● Exercise prompt: Copy the material below verbatim, starting at its very beginning and ending with the line that contains "point(83, 74)", including that line. Omit the pictures from your copy.

** Start of Supplied records **

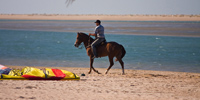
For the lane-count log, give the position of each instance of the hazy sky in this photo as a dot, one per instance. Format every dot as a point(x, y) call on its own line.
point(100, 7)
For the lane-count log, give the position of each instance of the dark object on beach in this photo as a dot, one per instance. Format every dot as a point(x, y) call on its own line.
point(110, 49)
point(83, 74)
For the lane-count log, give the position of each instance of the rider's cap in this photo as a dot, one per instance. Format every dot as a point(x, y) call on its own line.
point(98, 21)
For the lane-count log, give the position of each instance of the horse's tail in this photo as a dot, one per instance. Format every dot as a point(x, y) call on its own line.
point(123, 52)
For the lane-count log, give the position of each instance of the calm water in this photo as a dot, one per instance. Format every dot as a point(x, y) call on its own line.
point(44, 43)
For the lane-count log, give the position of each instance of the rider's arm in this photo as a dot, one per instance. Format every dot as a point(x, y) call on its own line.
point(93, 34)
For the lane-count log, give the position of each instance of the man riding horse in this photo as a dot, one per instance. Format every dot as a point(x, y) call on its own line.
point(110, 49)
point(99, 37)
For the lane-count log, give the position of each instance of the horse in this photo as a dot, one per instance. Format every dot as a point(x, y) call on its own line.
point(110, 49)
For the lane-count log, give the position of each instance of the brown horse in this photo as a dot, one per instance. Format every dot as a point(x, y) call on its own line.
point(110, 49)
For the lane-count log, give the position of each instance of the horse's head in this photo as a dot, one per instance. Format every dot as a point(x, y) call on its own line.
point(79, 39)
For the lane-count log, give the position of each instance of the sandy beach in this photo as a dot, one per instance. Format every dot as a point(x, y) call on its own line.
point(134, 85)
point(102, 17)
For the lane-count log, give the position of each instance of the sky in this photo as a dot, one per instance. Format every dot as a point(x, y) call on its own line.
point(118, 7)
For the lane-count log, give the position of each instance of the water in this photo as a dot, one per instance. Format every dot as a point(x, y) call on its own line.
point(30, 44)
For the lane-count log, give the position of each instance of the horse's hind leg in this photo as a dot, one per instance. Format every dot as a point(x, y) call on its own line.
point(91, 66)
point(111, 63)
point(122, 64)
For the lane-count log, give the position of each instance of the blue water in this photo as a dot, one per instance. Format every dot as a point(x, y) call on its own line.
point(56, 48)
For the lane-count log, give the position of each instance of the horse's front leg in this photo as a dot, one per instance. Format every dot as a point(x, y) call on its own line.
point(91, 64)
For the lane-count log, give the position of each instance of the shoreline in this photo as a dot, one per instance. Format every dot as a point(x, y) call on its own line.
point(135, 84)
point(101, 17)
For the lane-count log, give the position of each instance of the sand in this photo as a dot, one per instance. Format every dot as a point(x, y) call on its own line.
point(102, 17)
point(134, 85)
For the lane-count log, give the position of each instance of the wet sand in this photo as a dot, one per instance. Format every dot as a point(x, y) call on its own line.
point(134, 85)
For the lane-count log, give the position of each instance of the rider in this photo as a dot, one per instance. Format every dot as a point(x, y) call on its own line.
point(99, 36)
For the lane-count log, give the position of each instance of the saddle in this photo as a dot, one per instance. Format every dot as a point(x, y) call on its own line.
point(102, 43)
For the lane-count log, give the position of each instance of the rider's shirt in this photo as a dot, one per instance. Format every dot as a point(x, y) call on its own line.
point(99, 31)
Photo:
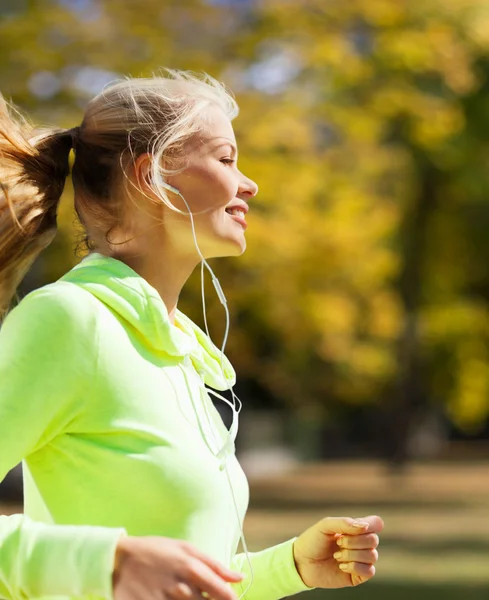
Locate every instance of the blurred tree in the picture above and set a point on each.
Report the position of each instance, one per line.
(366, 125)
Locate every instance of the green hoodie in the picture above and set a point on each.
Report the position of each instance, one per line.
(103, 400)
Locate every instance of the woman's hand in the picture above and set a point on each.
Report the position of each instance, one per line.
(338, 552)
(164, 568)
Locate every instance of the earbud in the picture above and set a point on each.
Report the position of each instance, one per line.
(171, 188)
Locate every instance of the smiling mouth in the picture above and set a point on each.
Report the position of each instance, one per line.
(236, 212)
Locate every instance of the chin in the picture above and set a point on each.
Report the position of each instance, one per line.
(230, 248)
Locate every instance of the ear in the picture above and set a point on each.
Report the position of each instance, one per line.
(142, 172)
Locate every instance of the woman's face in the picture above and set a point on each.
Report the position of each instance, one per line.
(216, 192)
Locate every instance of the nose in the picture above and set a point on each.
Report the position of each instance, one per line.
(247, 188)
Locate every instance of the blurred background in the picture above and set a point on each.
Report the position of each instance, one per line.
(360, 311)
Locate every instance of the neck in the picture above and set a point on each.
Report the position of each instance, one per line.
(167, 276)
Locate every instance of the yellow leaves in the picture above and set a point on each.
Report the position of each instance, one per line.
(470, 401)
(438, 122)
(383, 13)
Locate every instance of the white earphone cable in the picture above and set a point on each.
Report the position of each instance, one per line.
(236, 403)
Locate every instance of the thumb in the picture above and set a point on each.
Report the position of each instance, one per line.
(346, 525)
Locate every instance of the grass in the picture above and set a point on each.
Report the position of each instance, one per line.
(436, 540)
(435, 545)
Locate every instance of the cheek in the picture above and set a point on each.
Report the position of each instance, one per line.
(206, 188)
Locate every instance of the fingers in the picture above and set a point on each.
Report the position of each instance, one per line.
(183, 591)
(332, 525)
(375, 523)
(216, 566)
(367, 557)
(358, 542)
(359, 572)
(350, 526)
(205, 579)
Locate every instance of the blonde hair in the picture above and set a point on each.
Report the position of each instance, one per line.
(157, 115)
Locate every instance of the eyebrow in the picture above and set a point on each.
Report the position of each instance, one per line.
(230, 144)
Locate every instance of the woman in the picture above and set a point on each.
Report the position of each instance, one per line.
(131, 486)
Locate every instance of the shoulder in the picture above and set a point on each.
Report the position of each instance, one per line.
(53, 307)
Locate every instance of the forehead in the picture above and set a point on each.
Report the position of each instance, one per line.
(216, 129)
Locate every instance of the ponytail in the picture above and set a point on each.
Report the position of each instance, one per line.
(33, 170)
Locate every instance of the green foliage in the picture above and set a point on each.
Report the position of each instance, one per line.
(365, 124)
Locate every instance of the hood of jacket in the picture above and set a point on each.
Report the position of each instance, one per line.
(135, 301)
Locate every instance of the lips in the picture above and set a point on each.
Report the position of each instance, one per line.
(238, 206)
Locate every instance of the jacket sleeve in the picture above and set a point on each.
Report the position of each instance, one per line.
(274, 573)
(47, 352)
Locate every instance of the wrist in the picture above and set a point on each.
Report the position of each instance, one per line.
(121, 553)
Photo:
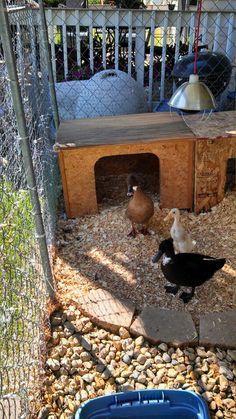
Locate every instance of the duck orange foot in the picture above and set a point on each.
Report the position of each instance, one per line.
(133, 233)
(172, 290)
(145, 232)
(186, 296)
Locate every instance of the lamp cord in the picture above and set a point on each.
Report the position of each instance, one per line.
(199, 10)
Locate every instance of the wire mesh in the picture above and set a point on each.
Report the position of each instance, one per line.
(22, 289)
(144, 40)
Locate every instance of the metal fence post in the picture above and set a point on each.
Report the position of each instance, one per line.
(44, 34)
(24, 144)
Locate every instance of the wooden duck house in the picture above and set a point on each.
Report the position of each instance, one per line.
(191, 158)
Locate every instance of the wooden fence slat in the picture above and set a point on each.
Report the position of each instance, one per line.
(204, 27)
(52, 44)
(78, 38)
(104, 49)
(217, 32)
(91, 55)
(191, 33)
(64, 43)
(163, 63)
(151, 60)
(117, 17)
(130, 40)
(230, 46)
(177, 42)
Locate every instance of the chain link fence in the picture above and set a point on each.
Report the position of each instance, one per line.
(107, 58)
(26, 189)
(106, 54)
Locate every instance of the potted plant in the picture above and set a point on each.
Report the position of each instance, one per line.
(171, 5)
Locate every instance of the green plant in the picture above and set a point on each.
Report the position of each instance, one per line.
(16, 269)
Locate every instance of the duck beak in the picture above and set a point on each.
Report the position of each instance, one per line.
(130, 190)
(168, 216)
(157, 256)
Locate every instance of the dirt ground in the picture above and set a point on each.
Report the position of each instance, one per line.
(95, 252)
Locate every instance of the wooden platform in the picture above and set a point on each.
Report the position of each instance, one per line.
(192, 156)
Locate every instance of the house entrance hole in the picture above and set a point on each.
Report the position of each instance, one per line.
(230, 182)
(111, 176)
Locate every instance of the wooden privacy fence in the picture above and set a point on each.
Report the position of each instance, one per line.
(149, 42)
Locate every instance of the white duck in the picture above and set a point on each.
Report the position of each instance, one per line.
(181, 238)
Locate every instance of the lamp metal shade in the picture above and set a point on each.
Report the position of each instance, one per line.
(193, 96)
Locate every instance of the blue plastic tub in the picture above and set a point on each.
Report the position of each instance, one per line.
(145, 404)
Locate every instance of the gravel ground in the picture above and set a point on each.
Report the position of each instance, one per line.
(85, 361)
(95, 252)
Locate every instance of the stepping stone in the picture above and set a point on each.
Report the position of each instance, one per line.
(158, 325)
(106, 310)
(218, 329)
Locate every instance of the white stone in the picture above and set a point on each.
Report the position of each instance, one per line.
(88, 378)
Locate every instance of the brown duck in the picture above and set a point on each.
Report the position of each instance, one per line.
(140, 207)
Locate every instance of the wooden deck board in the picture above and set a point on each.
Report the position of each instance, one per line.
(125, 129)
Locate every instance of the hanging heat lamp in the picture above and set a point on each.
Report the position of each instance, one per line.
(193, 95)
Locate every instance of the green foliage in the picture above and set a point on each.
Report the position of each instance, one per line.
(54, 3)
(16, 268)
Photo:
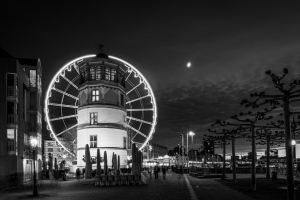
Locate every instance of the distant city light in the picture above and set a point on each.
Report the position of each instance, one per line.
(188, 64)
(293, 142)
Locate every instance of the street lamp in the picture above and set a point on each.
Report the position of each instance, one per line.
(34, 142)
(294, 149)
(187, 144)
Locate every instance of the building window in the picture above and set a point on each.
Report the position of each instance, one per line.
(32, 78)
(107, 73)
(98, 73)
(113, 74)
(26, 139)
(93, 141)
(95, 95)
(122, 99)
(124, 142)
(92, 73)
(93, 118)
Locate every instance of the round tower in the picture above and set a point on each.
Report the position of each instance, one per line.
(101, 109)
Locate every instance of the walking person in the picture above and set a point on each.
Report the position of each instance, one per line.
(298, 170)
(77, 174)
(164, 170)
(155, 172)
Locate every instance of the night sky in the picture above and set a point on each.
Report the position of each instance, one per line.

** End of Supplied records **

● Output below:
For the lane-count log, give the position of each instance of the hazy sky in this photo as a dot, one per instance. Format every dot as a point(x, y) call on its own line.
point(100, 7)
For the lane-count log, give the position of each instance of the dark object on beach in this photo as a dot, one per instance. Format every dot as a point(x, y) call on its own line.
point(110, 49)
point(83, 74)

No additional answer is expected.